Items from a labeling collection

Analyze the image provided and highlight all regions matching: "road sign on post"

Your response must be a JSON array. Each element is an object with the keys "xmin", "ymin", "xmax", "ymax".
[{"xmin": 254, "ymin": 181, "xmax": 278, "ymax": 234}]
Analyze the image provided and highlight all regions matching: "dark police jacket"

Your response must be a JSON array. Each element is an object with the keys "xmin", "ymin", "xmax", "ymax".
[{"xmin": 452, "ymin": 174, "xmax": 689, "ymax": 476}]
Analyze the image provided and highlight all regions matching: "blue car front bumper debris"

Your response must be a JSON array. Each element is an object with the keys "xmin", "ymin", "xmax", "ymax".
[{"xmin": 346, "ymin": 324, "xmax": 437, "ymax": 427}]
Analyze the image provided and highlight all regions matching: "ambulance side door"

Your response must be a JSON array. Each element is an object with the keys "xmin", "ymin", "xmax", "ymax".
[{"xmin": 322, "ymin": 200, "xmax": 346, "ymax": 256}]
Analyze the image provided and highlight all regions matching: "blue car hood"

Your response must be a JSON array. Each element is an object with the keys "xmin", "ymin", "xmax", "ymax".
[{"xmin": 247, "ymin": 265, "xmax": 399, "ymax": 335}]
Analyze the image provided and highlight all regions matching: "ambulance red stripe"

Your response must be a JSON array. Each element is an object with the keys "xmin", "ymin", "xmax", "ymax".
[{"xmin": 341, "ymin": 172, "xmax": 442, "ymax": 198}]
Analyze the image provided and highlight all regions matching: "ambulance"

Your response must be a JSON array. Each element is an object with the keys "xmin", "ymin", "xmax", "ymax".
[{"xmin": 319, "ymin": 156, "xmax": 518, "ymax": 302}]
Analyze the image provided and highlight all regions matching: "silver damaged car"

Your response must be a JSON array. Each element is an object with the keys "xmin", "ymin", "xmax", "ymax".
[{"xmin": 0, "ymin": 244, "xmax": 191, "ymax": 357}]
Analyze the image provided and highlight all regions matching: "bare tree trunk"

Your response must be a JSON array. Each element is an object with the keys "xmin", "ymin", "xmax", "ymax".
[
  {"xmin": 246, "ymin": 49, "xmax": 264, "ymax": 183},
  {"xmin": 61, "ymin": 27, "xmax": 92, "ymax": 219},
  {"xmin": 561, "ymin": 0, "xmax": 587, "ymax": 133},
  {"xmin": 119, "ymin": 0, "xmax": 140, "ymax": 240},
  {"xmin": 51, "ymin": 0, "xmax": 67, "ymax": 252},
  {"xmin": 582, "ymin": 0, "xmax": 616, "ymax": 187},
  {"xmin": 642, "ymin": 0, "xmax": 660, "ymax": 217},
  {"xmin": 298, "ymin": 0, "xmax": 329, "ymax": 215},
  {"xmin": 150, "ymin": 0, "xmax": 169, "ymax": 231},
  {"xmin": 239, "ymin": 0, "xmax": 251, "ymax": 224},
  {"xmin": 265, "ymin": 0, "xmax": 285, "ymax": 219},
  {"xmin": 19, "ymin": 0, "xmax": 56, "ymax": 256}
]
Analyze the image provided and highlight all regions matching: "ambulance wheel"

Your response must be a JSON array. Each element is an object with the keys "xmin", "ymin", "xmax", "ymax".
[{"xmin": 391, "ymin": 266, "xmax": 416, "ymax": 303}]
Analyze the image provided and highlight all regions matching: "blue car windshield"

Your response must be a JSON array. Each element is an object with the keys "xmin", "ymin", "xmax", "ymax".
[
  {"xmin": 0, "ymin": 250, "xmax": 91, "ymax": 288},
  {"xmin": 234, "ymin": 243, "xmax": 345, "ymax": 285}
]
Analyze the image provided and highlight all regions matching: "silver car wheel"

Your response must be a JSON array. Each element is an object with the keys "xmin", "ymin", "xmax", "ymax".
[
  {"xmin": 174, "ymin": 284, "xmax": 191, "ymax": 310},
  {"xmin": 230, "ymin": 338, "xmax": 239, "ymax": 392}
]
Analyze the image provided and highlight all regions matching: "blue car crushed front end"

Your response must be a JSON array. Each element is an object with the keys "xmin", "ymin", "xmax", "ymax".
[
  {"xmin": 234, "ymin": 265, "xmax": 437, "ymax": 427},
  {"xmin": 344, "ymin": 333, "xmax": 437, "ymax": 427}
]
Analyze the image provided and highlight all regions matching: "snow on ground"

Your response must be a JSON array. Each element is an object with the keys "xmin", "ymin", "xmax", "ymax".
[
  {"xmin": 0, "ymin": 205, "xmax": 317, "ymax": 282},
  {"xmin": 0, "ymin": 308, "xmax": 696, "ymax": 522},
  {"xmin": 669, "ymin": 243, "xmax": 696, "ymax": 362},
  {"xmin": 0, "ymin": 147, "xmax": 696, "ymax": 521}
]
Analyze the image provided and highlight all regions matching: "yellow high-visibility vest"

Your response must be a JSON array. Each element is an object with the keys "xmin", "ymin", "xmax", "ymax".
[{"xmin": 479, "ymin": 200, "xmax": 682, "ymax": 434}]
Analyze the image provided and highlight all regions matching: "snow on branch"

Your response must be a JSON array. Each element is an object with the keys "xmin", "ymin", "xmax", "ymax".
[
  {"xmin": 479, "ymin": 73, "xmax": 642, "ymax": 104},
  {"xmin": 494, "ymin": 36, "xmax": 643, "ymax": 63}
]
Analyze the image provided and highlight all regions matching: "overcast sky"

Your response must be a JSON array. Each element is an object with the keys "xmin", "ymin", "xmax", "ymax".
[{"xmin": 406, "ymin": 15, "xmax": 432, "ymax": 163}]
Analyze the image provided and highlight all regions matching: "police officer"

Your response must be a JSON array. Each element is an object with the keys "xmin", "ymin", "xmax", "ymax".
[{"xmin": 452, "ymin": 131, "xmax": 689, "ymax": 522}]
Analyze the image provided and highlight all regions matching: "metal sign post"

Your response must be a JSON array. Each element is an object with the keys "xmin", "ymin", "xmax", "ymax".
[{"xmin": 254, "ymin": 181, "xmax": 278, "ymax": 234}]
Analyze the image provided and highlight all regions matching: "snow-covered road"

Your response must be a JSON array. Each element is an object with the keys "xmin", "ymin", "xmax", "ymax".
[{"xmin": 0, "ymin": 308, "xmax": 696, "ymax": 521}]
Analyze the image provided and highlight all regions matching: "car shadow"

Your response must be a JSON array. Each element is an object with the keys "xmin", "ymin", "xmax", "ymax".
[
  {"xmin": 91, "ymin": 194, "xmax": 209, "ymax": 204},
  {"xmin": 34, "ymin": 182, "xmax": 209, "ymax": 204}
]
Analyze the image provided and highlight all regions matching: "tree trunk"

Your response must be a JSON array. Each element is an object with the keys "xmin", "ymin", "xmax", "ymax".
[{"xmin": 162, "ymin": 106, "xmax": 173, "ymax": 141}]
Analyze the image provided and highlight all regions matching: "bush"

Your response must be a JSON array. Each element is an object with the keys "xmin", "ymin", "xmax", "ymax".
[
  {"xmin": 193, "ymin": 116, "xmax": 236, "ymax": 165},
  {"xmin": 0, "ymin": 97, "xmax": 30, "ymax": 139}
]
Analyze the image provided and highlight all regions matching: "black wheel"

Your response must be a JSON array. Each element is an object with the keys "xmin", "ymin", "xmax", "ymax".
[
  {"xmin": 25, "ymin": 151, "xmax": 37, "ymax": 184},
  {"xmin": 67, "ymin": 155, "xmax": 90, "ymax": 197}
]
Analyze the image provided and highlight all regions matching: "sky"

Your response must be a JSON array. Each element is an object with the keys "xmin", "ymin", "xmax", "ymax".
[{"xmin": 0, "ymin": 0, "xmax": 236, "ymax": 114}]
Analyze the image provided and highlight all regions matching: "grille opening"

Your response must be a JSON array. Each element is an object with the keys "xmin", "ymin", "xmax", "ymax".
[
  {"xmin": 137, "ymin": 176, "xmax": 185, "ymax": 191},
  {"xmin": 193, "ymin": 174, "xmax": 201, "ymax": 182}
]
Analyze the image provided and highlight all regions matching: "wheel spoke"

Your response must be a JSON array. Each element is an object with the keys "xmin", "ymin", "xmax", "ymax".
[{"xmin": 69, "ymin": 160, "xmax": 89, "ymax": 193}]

_WHAT THE EXERCISE ASKS:_
Report every line in the collection that contains the word "police", copying each one in full.

_OUTPUT:_
Analyze the image provided and highlight all regions matching: "dark police jacket"
Analyze the image provided and highlight all regions matching: "police officer"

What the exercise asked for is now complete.